### [Activity]
Output each entry exactly as written.

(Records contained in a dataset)
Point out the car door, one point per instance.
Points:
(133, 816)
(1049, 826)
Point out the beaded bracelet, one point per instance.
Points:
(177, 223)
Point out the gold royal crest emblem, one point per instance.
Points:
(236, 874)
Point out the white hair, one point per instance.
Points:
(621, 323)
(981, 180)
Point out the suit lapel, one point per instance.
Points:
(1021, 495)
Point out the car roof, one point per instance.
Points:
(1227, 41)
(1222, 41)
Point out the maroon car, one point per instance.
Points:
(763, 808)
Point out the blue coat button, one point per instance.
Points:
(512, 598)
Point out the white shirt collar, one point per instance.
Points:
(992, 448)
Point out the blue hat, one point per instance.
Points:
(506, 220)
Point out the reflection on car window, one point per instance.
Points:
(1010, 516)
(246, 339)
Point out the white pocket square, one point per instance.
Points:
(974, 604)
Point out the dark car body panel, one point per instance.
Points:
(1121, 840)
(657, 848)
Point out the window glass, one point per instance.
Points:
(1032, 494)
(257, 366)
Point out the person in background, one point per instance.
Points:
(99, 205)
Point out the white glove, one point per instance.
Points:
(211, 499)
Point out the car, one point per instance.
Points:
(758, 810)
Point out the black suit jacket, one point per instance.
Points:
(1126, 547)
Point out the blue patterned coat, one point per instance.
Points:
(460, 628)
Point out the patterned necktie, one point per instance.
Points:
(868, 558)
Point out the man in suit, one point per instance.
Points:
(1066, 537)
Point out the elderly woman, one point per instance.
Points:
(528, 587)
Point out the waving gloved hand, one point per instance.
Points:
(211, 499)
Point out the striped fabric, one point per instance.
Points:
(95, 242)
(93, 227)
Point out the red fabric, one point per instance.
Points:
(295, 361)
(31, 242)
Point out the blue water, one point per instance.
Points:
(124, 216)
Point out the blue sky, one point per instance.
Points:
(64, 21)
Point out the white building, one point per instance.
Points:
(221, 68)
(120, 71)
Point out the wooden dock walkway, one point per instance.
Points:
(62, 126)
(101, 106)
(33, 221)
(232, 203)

### [Response area]
Point out the car door, one point per instance.
Points:
(133, 816)
(1049, 826)
Point out the beaded bracelet, one point per instance.
Points:
(177, 223)
Point out the gold royal crest emblem, one point per instance.
Points:
(236, 874)
Point out the white hair, one point per instance.
Points:
(621, 323)
(981, 180)
Point out the suit lapel, one point per instance.
Points:
(1021, 495)
Point out the car roof, one point per instance.
Points:
(1227, 41)
(1222, 41)
Point out the maroon car, one point per instance.
Points:
(763, 808)
Point out the blue coat button, one point per instance.
Points:
(512, 598)
Point out the white shirt collar, one point per instance.
Points:
(992, 448)
Point out the blue hat, one point per instance.
Points:
(506, 220)
Point out the reflection on car window, one point per instance.
Points:
(1010, 516)
(246, 339)
Point out the white pocket square, one point per instance.
Points:
(974, 604)
Point out the dark car body panel, one point per instance.
Points:
(1121, 840)
(657, 848)
Point out the window glass, one point per instance.
Points:
(1032, 494)
(257, 366)
Point out the person in background, one point per instance.
Points:
(99, 205)
Point out the white glove, one point per instance.
Points:
(211, 499)
Point out the car, one point per instance.
Points:
(758, 810)
Point out the black suit jacket, one point per instance.
Points:
(1126, 547)
Point out the blue patterned coat, one point per instance.
Points:
(460, 628)
Point out the patterned necktie, one point per instance.
Points:
(868, 558)
Point out the man in suit, one point per instance.
Points:
(1066, 537)
Point out the elderly woman, one point per instance.
Points:
(528, 587)
Point out the waving gloved hand, one point per instance.
Points:
(211, 499)
Point out the striped fabric, one point per instance.
Points:
(95, 242)
(93, 227)
Point out the red fabric, one point per instance.
Points:
(295, 361)
(31, 242)
Point out the blue water, one point per instance.
Points:
(124, 216)
Point out the blue sky, one point per instance.
Points:
(64, 21)
Point out the white building, one point per instance.
Points:
(221, 68)
(120, 71)
Point out the wooden dock walkway, one point per instance.
Points:
(62, 126)
(101, 106)
(33, 221)
(232, 203)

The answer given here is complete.